[TEXT]

The body’s first line of defense, known as the innate immune system, protects against foreign invaders, including tiny microbes, bacteria or viruses. Yet it also poses a major challenge for therapeutic applications that rely on microscopic drug-delivering vehicles, or nanoparticles. These nanoparticles are in the same size range as many pathogens and are quickly detected and destroyed by macrophages, the innate immune system’s sentinel cells.
Macrophages rely on proteins in blood serum that stick to foreign objects in the bloodstream; these biological ‘red flags’ attract macrophages to engulf the intruders. In the past, scientists working on nanoparticles have attempted to circumvent this process by, for example, masking the engineered particles with a compound called polyethylene glycol, or PEG, to create a “stealth” coat that blocks these blood proteins from sticking to the nanoparticle surface.

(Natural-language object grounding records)
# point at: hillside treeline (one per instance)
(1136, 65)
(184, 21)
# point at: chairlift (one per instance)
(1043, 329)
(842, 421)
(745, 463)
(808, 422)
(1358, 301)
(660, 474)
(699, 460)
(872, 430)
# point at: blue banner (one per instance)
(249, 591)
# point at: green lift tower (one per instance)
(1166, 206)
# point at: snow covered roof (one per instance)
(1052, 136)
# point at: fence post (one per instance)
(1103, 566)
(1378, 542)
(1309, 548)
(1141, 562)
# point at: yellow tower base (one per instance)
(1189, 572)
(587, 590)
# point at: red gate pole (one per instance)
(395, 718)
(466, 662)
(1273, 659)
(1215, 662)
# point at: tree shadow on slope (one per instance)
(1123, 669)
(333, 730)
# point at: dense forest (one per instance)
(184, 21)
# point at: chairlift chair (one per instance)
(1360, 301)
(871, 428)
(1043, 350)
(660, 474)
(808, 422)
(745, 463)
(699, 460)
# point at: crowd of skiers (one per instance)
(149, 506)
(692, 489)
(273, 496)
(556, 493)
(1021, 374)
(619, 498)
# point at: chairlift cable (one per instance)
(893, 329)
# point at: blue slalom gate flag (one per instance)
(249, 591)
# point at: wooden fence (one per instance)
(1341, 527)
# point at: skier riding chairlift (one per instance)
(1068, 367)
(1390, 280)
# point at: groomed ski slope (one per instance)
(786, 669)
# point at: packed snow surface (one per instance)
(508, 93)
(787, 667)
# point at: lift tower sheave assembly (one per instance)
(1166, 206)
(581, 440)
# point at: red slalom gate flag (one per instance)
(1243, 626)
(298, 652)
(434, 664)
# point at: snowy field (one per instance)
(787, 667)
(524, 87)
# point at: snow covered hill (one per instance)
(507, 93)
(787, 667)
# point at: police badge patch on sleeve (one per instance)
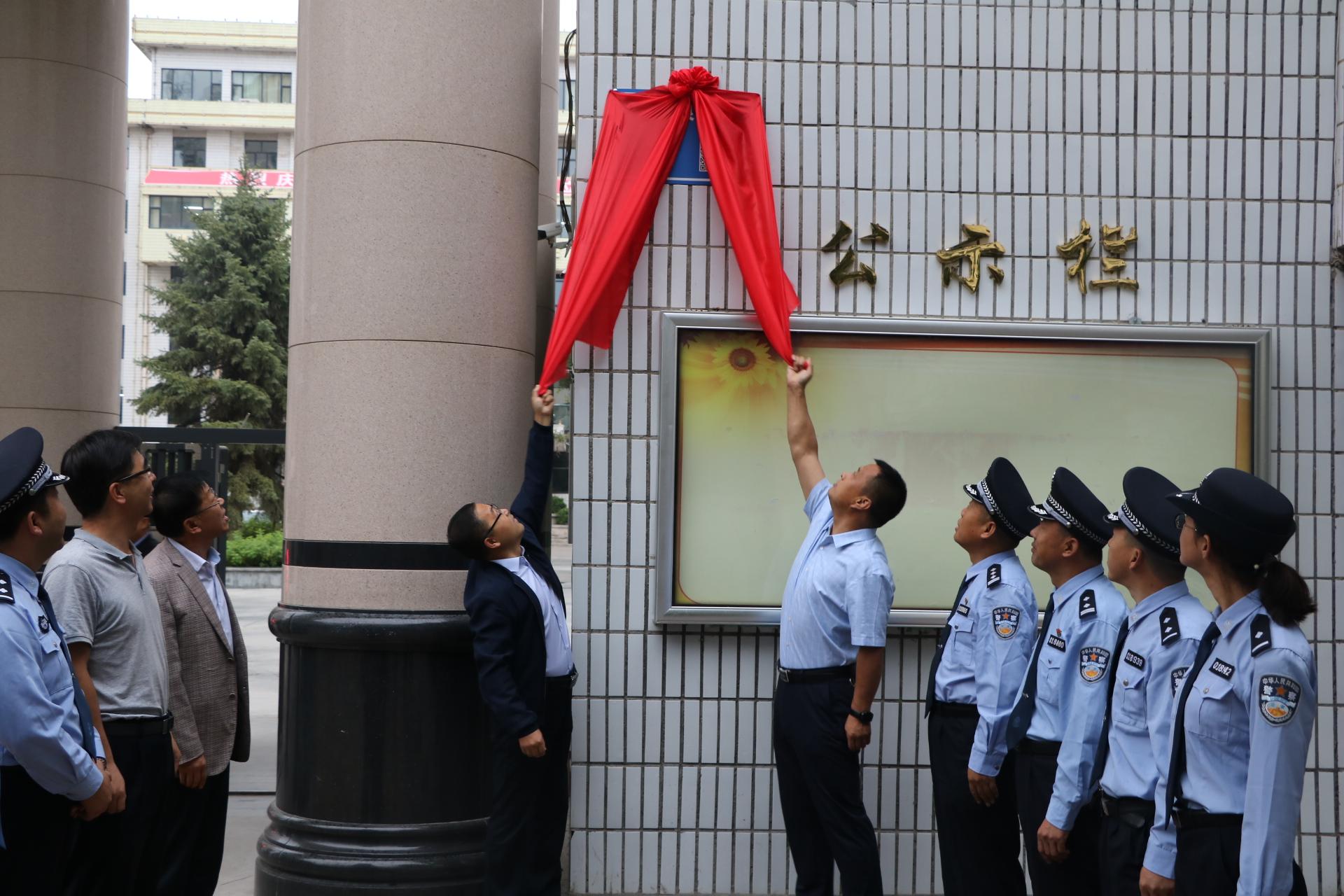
(1092, 663)
(1177, 676)
(1278, 699)
(1006, 621)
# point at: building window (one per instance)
(261, 153)
(192, 83)
(264, 86)
(188, 152)
(174, 213)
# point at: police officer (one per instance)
(1056, 724)
(51, 766)
(1245, 713)
(1156, 645)
(977, 668)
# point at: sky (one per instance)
(139, 71)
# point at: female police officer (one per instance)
(1247, 704)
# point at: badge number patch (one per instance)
(1092, 663)
(1006, 621)
(1278, 699)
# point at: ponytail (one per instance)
(1284, 593)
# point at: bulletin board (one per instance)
(939, 399)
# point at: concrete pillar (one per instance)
(412, 352)
(62, 199)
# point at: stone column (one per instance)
(62, 199)
(412, 354)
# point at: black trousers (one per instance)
(195, 837)
(526, 832)
(1077, 874)
(979, 846)
(39, 834)
(1209, 862)
(121, 855)
(1120, 850)
(820, 790)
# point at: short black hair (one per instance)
(11, 519)
(94, 463)
(888, 492)
(176, 498)
(467, 532)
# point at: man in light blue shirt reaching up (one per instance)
(832, 638)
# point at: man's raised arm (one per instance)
(530, 504)
(803, 437)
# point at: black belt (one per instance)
(1187, 818)
(1132, 811)
(139, 727)
(1038, 747)
(958, 710)
(806, 676)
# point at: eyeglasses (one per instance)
(496, 522)
(127, 479)
(210, 507)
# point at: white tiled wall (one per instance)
(1206, 124)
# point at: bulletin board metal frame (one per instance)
(667, 614)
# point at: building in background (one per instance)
(222, 90)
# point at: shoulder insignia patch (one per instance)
(1088, 605)
(1177, 676)
(1278, 699)
(1006, 621)
(1171, 625)
(1260, 636)
(1092, 663)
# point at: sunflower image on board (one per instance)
(730, 368)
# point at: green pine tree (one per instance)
(227, 321)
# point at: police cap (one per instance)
(1241, 510)
(1006, 496)
(1147, 511)
(1074, 507)
(23, 473)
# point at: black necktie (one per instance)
(81, 701)
(1104, 745)
(1177, 767)
(942, 643)
(1021, 718)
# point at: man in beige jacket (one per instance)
(207, 678)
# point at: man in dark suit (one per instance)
(526, 669)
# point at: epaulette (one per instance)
(1260, 634)
(1088, 603)
(1171, 626)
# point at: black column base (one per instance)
(384, 761)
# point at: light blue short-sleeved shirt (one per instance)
(838, 596)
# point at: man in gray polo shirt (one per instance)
(106, 603)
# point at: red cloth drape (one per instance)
(641, 133)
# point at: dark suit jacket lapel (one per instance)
(198, 592)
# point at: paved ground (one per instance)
(253, 783)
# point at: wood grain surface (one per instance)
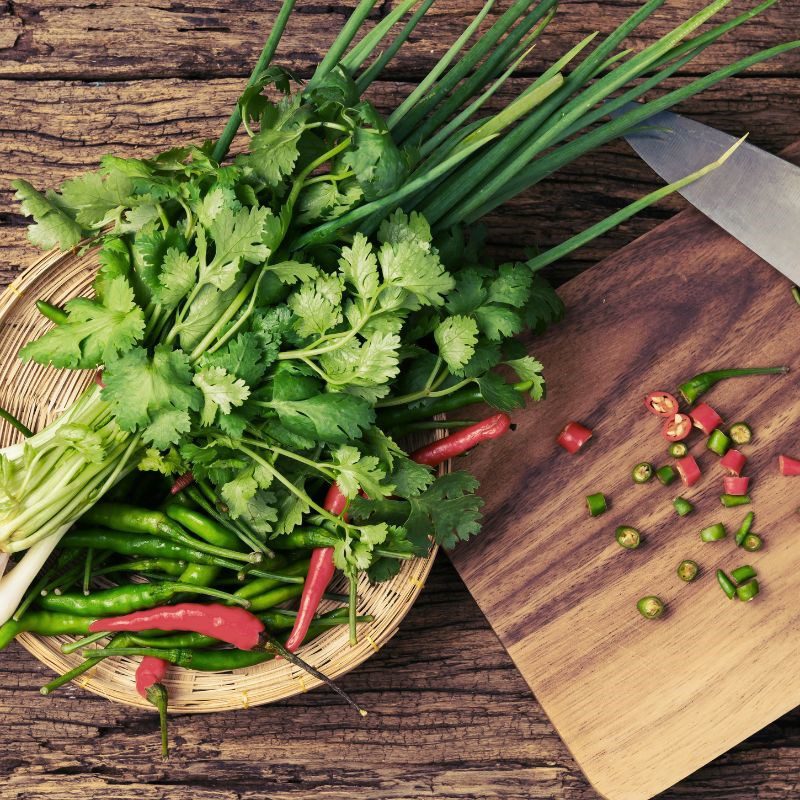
(450, 715)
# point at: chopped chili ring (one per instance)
(663, 404)
(574, 436)
(689, 470)
(705, 418)
(735, 485)
(677, 428)
(788, 466)
(733, 461)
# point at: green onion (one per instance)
(666, 474)
(713, 533)
(718, 443)
(726, 584)
(642, 472)
(747, 591)
(688, 570)
(682, 506)
(596, 504)
(733, 500)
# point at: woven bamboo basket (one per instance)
(36, 395)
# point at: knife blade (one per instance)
(754, 196)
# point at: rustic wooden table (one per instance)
(450, 716)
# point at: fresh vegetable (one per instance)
(713, 533)
(740, 433)
(682, 506)
(573, 436)
(726, 584)
(642, 472)
(628, 537)
(733, 500)
(788, 466)
(733, 461)
(596, 503)
(705, 418)
(689, 470)
(666, 475)
(651, 607)
(700, 384)
(662, 404)
(677, 428)
(718, 443)
(688, 570)
(734, 485)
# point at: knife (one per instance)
(754, 195)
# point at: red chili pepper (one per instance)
(231, 624)
(789, 465)
(677, 428)
(689, 470)
(574, 436)
(733, 461)
(663, 404)
(705, 418)
(735, 485)
(460, 442)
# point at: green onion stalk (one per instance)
(321, 166)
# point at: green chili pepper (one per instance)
(733, 500)
(678, 449)
(651, 607)
(741, 433)
(596, 503)
(666, 474)
(628, 537)
(744, 528)
(742, 574)
(688, 570)
(718, 442)
(726, 584)
(701, 383)
(752, 543)
(747, 591)
(682, 506)
(713, 533)
(642, 472)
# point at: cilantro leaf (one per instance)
(96, 331)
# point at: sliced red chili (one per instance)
(788, 465)
(677, 428)
(574, 436)
(735, 484)
(733, 461)
(662, 404)
(705, 418)
(689, 470)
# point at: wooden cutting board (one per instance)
(641, 704)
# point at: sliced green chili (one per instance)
(733, 500)
(642, 472)
(741, 433)
(682, 506)
(747, 591)
(651, 607)
(678, 449)
(713, 533)
(718, 442)
(726, 584)
(628, 537)
(666, 474)
(596, 503)
(752, 542)
(743, 574)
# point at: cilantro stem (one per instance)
(223, 144)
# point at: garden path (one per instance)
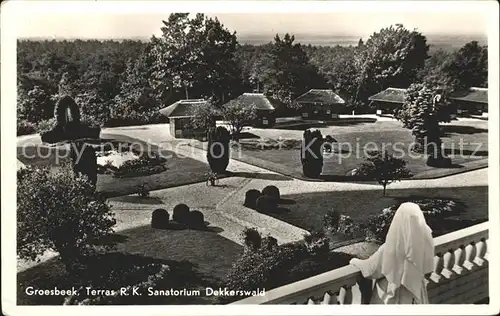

[EXERCISE SET]
1. In the text on nanoparticles, why did scientists coat engineered particles with polyethylene glycol? Answer in one to three sentences.
2. Could you print the part of the nanoparticle text between "Macrophages rely on" and "the nanoparticle surface.", inclusive?

[ANSWERS BY ITEM]
1. The PEG coat forms a "stealth" layer that keeps blood serum proteins from sticking to the nanoparticle surface. Those proteins would otherwise act as red flags that draw macrophages to engulf the particles.

2.
Macrophages rely on proteins in blood serum that stick to foreign objects in the bloodstream; these biological ‘red flags’ attract macrophages to engulf the intruders. In the past, scientists working on nanoparticles have attempted to circumvent this process by, for example, masking the engineered particles with a compound called polyethylene glycol, or PEG, to create a “stealth” coat that blocks these blood proteins from sticking to the nanoparticle surface.